Give back the data below word for word. Any image in it should be left out.

■ ■ ■ ■ ■

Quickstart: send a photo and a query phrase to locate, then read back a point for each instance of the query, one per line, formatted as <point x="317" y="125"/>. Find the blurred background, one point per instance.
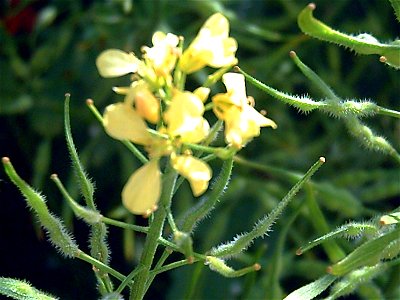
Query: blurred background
<point x="48" y="48"/>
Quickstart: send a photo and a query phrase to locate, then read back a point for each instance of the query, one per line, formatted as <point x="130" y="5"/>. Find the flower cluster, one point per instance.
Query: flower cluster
<point x="163" y="117"/>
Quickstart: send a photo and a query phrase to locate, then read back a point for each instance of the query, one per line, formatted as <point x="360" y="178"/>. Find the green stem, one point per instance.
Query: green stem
<point x="127" y="280"/>
<point x="167" y="252"/>
<point x="173" y="265"/>
<point x="388" y="112"/>
<point x="99" y="265"/>
<point x="332" y="249"/>
<point x="137" y="228"/>
<point x="303" y="103"/>
<point x="139" y="287"/>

■ ■ ■ ■ ■

■ **Solution to this problem**:
Quickstart: send a photo and a query phrase to locate, then read back a point for each instance of the query, one per line, formatted as <point x="317" y="125"/>. Find the blurred background, one point per instance.
Query: blurred background
<point x="48" y="48"/>
Quickstart: send a photo and a query phrase to locate, then read back a point for each instance of the query, one per line, formatted as <point x="130" y="5"/>. Find the flower cluster, one point per instance.
Query: flower cluster
<point x="163" y="117"/>
Quickstart: send a photo and a query phrase to locate, then read back a point for each instance of the query, one per line, formatted as <point x="360" y="178"/>. Find the green stem, one point per instance.
Query: green stem
<point x="127" y="280"/>
<point x="167" y="252"/>
<point x="173" y="265"/>
<point x="388" y="112"/>
<point x="99" y="265"/>
<point x="332" y="249"/>
<point x="137" y="228"/>
<point x="303" y="103"/>
<point x="139" y="287"/>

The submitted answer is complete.